**WORK REQUIRED**
Turn the rows from the first line through the line containing "0, 219, 130, 311" into a JSON list of strings, one string per line. Skip blank lines and leave the picture out.

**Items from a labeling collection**
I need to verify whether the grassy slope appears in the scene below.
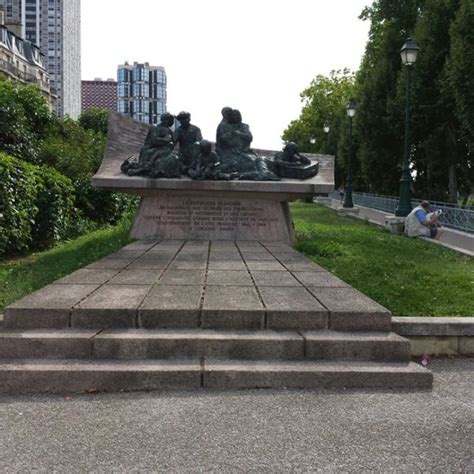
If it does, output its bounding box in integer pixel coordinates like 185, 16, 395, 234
291, 203, 474, 316
0, 203, 474, 316
0, 219, 130, 311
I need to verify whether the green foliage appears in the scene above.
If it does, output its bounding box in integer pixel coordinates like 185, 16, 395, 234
40, 118, 105, 179
0, 80, 53, 163
354, 0, 423, 195
282, 69, 355, 183
0, 153, 73, 255
32, 166, 75, 248
447, 0, 474, 147
78, 107, 109, 136
0, 152, 38, 255
291, 203, 474, 316
0, 215, 131, 311
0, 78, 136, 255
74, 177, 137, 224
283, 0, 474, 203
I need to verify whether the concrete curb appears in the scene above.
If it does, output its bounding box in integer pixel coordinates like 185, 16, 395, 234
392, 316, 474, 356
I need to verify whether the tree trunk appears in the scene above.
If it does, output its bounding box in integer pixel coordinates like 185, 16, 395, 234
448, 163, 458, 203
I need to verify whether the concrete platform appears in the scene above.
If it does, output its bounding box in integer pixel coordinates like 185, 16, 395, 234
0, 240, 432, 393
4, 241, 391, 331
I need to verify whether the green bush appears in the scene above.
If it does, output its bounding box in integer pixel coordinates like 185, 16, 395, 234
0, 152, 74, 255
33, 166, 77, 248
74, 177, 137, 225
0, 80, 56, 164
0, 152, 38, 255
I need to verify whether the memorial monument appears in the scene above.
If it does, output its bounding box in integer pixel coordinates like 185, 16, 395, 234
0, 108, 433, 394
92, 107, 334, 243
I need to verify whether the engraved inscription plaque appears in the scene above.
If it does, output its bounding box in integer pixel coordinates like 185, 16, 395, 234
131, 193, 291, 242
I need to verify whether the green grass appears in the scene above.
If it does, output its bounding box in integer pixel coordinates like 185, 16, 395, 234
0, 218, 131, 312
291, 203, 474, 316
0, 203, 474, 316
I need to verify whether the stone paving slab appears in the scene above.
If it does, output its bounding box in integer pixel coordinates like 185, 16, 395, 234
71, 285, 150, 328
207, 270, 254, 286
201, 286, 265, 329
209, 260, 246, 270
246, 260, 286, 272
259, 287, 328, 329
55, 268, 119, 285
5, 241, 390, 332
159, 268, 206, 286
138, 284, 203, 329
109, 268, 162, 285
85, 257, 133, 270
122, 240, 157, 251
293, 271, 349, 288
250, 270, 302, 288
3, 284, 99, 328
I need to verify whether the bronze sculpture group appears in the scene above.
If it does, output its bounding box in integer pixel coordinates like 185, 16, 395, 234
121, 107, 318, 181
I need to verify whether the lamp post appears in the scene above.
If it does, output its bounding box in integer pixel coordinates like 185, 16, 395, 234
395, 38, 419, 217
323, 122, 331, 153
342, 99, 357, 208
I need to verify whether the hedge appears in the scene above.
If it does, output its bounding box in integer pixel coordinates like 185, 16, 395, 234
0, 152, 74, 255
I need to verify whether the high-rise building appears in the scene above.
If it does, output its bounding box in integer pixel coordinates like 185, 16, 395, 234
0, 0, 81, 118
81, 79, 117, 111
0, 19, 56, 110
0, 0, 21, 36
117, 62, 166, 124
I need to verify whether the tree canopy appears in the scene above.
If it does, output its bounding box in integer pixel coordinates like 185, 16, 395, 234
283, 0, 474, 202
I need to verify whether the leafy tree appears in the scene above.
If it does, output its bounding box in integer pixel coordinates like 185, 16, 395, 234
282, 69, 355, 183
78, 107, 109, 135
40, 118, 105, 179
448, 0, 474, 147
355, 0, 423, 194
412, 0, 464, 202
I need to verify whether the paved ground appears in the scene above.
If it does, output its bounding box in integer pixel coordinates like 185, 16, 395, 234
5, 240, 390, 330
0, 359, 474, 473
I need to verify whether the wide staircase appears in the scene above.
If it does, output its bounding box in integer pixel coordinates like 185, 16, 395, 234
0, 241, 433, 393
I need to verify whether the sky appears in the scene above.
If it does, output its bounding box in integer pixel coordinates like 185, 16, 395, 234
81, 0, 372, 149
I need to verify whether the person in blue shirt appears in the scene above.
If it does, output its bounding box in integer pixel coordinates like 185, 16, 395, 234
405, 201, 440, 239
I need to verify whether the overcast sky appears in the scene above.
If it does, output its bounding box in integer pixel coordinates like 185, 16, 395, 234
81, 0, 371, 149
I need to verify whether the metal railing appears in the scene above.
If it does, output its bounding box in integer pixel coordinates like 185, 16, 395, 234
329, 191, 474, 234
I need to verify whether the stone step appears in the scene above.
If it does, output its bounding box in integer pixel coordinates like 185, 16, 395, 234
3, 306, 391, 332
302, 331, 410, 362
203, 360, 433, 390
0, 359, 202, 394
0, 360, 433, 394
0, 329, 410, 361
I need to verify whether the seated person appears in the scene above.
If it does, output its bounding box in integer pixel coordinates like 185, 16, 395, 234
273, 142, 311, 166
188, 140, 234, 180
174, 112, 202, 173
405, 201, 440, 239
216, 107, 280, 181
121, 112, 181, 178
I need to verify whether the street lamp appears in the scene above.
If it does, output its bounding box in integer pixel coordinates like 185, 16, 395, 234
342, 99, 357, 208
323, 122, 331, 153
395, 38, 419, 217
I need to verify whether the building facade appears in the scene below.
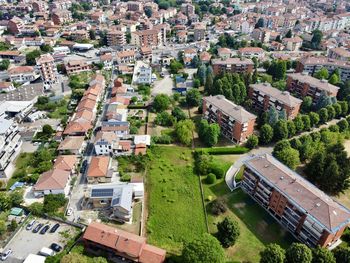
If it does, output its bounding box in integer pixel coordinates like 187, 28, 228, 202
203, 95, 256, 143
241, 154, 350, 247
249, 83, 303, 119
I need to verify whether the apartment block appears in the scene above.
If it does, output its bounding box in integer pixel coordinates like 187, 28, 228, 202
295, 57, 350, 81
0, 118, 22, 178
249, 83, 303, 119
212, 58, 254, 75
107, 30, 126, 46
203, 95, 256, 143
36, 54, 58, 85
241, 154, 350, 248
287, 73, 339, 103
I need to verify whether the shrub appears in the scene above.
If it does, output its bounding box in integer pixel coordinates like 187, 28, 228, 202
211, 199, 227, 216
205, 173, 216, 184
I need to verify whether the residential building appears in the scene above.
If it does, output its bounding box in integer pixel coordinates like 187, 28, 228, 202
241, 154, 350, 248
295, 57, 350, 81
211, 58, 254, 75
86, 156, 113, 184
57, 136, 86, 155
83, 222, 166, 263
36, 54, 58, 85
238, 47, 265, 59
33, 169, 71, 197
7, 66, 40, 84
328, 47, 350, 61
249, 83, 303, 119
203, 95, 256, 143
64, 60, 91, 76
287, 73, 339, 103
107, 30, 126, 46
0, 118, 22, 178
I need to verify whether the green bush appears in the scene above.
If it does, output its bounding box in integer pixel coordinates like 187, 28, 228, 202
205, 173, 216, 184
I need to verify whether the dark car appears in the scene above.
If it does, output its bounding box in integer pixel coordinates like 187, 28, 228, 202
50, 223, 60, 233
50, 243, 62, 252
33, 224, 43, 233
40, 225, 50, 235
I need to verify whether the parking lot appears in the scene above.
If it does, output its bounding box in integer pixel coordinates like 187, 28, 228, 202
5, 218, 78, 262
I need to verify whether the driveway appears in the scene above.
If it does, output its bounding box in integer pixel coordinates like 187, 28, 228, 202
5, 218, 76, 262
151, 71, 174, 96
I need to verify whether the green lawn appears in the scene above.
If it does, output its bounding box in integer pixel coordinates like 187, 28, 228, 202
146, 146, 206, 254
203, 180, 293, 262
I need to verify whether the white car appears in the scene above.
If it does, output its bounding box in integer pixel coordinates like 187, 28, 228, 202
67, 207, 73, 216
0, 248, 12, 261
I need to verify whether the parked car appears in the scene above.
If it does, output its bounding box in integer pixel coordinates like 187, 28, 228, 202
33, 224, 43, 233
50, 243, 62, 252
50, 223, 60, 233
40, 225, 50, 235
1, 248, 12, 261
26, 220, 35, 230
67, 207, 73, 216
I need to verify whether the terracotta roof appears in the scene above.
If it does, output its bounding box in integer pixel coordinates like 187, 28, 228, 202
58, 136, 85, 151
83, 222, 166, 263
34, 169, 70, 191
245, 154, 350, 233
87, 156, 110, 177
53, 155, 78, 172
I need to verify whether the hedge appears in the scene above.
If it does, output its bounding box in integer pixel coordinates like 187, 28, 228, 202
196, 146, 249, 155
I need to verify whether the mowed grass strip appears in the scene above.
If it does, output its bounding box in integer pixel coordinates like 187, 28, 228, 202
146, 146, 206, 254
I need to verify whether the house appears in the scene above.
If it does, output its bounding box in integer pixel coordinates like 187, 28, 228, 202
86, 156, 113, 184
53, 155, 78, 175
7, 66, 40, 84
287, 73, 339, 104
248, 83, 303, 119
203, 95, 256, 143
241, 154, 350, 248
33, 169, 71, 197
83, 222, 166, 263
57, 136, 86, 155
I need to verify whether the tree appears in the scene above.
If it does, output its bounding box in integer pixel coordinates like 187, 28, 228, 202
319, 108, 328, 123
333, 246, 350, 263
152, 94, 171, 112
301, 96, 312, 112
171, 107, 187, 121
286, 243, 312, 263
26, 49, 41, 66
259, 124, 273, 144
170, 59, 184, 74
260, 244, 286, 263
268, 105, 278, 126
309, 112, 320, 127
293, 115, 304, 133
175, 119, 194, 146
246, 134, 259, 149
275, 147, 300, 170
186, 89, 202, 107
182, 234, 225, 263
312, 246, 336, 263
273, 120, 288, 141
217, 217, 240, 248
314, 68, 329, 79
0, 59, 10, 70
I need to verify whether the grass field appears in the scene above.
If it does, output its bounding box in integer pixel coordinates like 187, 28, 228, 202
203, 180, 293, 262
146, 146, 206, 254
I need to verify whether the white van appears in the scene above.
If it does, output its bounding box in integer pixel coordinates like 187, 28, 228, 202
39, 247, 55, 257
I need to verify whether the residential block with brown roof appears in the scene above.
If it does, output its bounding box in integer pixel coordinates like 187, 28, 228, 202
241, 154, 350, 248
86, 156, 112, 184
83, 222, 166, 263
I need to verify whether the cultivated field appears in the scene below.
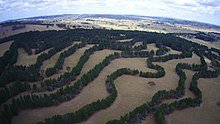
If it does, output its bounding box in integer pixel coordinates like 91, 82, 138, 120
0, 27, 220, 124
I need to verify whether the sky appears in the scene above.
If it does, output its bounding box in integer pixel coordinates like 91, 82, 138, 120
0, 0, 220, 25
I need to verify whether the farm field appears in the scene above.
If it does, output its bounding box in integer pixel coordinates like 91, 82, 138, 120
0, 27, 220, 124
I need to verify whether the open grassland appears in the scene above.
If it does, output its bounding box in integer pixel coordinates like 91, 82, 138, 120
0, 29, 220, 124
180, 36, 220, 49
13, 48, 203, 124
166, 76, 220, 124
0, 24, 63, 38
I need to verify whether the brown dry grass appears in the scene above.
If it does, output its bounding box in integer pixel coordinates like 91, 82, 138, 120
0, 24, 63, 38
15, 48, 49, 66
0, 41, 13, 57
8, 45, 220, 124
117, 38, 132, 42
179, 36, 220, 49
45, 45, 93, 79
166, 76, 220, 124
41, 42, 79, 71
83, 53, 199, 124
13, 59, 156, 124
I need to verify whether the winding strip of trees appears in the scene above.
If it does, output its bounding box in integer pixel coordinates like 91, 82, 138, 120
0, 29, 220, 124
39, 52, 192, 124
45, 43, 86, 77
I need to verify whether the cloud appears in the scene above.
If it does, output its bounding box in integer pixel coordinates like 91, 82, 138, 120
0, 0, 220, 23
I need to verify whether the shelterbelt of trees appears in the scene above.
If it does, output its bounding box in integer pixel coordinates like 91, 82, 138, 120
0, 29, 220, 124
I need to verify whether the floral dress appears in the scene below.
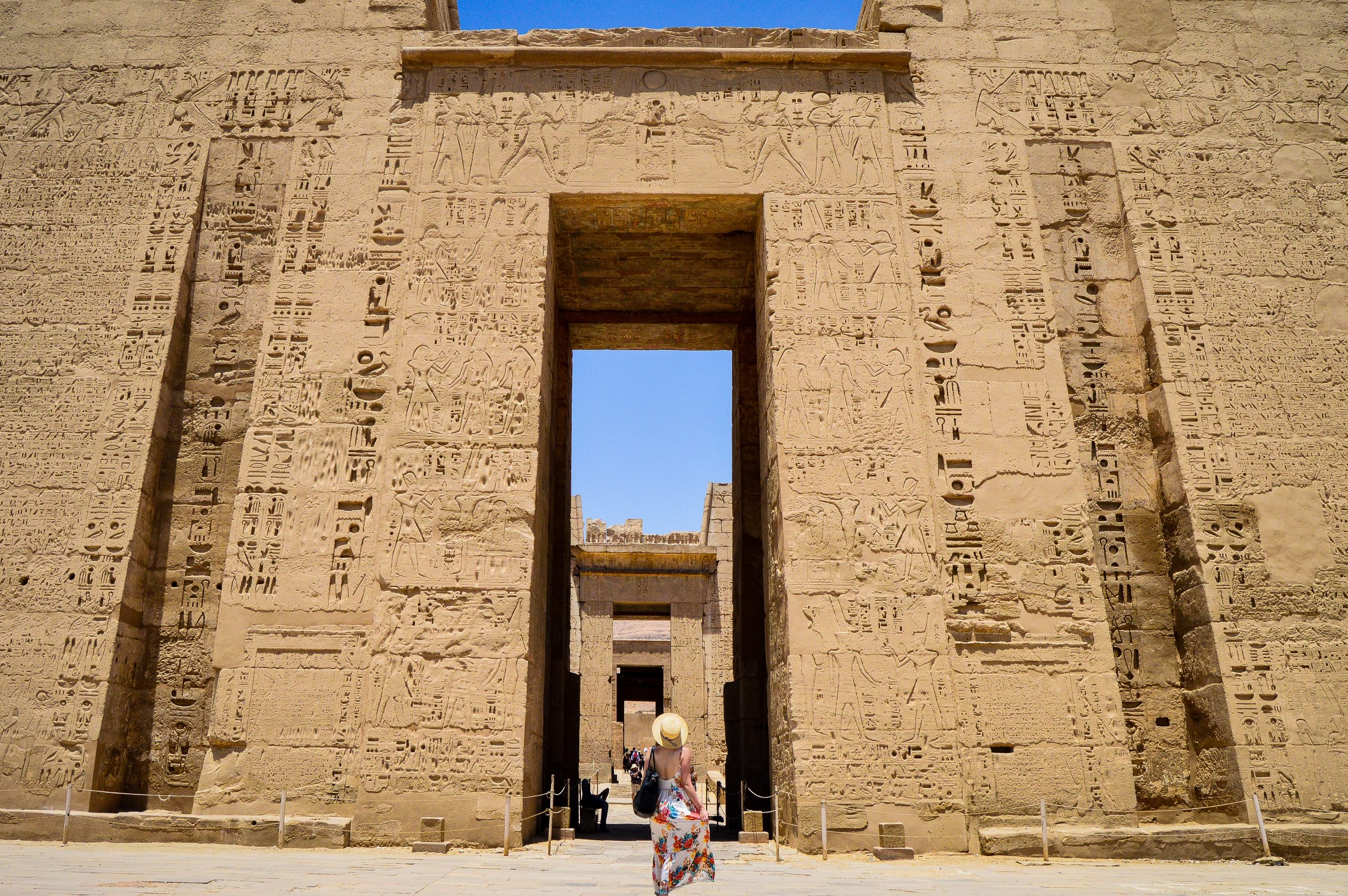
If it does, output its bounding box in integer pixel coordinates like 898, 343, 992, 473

**FULL OUTPUT**
[
  "I need to verify whether the grassy slope appears in the scene below.",
  "If it does, output its bounding box in integer pixel coordinates like 185, 16, 395, 234",
  "291, 203, 474, 316",
  "0, 203, 474, 316",
  "0, 219, 130, 311"
]